Output, word for word, the span of lines that starts at the one containing "Query: leopard print pattern" and ends at the last line of the records.

■ Natural-language object grounding data
══════

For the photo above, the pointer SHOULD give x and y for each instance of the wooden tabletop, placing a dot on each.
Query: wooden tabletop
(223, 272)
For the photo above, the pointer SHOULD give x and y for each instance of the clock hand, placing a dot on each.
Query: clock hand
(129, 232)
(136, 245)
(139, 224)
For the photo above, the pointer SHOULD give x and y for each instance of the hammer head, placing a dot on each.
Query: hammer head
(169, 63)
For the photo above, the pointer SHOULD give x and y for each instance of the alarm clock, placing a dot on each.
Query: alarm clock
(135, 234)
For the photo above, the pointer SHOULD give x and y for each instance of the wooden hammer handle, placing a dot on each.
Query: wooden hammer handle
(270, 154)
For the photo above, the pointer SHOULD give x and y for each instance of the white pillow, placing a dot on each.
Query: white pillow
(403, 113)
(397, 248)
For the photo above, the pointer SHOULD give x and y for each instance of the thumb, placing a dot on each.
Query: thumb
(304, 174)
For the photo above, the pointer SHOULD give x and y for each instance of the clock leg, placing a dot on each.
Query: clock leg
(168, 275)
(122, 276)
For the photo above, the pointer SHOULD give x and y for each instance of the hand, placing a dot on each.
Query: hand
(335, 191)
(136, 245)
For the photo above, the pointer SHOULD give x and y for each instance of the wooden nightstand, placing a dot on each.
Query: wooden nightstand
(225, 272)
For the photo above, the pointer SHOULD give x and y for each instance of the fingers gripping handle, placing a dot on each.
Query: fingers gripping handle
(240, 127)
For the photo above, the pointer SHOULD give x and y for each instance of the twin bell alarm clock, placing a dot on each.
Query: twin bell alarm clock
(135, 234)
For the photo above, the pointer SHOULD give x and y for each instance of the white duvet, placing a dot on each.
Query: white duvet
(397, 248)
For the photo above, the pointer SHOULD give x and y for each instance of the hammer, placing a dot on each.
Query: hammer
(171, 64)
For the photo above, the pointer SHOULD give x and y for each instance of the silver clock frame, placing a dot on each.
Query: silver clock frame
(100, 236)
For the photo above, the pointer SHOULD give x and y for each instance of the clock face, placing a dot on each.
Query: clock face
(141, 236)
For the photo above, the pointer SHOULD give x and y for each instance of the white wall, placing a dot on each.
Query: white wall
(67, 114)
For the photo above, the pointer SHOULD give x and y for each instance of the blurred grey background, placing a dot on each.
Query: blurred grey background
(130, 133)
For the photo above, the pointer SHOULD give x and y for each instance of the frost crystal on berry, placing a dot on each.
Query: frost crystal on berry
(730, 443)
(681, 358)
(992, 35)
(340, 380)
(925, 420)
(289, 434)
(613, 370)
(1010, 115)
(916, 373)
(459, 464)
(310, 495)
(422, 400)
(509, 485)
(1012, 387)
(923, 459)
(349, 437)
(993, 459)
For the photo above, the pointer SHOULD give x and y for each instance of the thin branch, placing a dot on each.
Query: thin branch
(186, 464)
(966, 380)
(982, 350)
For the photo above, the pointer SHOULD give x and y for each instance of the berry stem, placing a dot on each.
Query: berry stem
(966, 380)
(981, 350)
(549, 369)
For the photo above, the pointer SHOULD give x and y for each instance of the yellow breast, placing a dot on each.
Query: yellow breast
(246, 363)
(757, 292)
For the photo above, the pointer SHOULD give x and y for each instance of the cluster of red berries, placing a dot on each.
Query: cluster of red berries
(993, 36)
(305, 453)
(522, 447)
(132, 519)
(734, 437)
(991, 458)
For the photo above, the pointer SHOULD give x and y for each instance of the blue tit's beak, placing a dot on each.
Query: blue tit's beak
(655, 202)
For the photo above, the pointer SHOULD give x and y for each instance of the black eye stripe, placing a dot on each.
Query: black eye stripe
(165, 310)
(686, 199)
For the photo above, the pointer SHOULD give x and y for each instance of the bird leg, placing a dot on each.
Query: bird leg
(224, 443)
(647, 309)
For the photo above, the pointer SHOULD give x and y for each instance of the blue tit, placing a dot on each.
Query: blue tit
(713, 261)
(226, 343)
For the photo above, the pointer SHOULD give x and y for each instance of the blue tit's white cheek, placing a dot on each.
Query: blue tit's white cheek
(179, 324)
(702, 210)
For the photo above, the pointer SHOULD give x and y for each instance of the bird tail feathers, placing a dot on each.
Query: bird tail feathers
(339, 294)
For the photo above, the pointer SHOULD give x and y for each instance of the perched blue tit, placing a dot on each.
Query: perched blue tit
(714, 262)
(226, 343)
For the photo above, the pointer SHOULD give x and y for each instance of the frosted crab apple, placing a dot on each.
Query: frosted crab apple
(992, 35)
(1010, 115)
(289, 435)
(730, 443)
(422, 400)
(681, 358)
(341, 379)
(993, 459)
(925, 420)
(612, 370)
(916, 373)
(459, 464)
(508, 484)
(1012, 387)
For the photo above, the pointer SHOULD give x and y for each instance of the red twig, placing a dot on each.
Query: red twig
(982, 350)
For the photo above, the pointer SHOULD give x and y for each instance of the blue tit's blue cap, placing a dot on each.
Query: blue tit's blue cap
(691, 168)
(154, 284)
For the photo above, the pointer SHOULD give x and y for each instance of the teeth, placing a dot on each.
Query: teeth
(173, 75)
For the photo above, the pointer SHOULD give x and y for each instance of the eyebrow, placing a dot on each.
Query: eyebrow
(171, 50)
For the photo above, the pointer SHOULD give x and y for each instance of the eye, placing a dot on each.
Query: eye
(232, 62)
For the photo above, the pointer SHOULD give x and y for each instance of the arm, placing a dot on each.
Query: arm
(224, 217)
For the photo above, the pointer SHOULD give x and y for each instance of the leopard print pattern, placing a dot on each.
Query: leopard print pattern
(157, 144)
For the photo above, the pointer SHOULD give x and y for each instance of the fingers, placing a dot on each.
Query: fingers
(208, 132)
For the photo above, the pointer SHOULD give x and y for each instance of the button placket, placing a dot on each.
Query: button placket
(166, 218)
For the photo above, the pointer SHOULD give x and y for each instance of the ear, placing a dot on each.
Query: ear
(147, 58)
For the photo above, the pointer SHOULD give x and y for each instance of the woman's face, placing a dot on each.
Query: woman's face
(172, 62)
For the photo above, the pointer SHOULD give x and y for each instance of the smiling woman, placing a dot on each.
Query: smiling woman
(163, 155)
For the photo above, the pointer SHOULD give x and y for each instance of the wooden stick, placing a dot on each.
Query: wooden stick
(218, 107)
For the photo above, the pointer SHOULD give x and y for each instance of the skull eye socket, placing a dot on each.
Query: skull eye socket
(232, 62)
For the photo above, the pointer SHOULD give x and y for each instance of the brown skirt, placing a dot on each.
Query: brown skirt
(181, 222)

══════

■ RESULT OF THIS TASK
Query: leopard print pattern
(157, 144)
For the photo above, the pointer SHOULD give x and y for each instance of the fingers, placing a dot on each.
Query: fingers
(208, 132)
For the photo above, the pointer SHOULD give x and y for each instance of the button placket, placing a dot on each.
Query: button placket
(166, 218)
For the photo above, the pointer SHOULD give x and y for each instance of the ear, placing a dot on each.
Query: ear
(147, 58)
For the photo above, the pointer SHOULD give x and y for each instance of the woman's face, placing a dot on each.
Query: woman's face
(172, 62)
For the photo above, the pointer SHOULD give x and y for each instance of the smiling woman, placing a dot on each.
Query: smiling woman
(163, 155)
For the photo above, the pointer SHOULD give x and y for each instance of the wooden stick, placing a dot on each.
Query: wooden stick
(218, 107)
For the photo above, the pointer SHOULD give x and y for each instance of the skull eye socket, placing a dot on each.
Query: skull eye socket
(232, 62)
For the photo above, the pointer SHOULD give x and y for each instance of the brown skirt, placing a dot on each.
Query: brown skirt
(181, 222)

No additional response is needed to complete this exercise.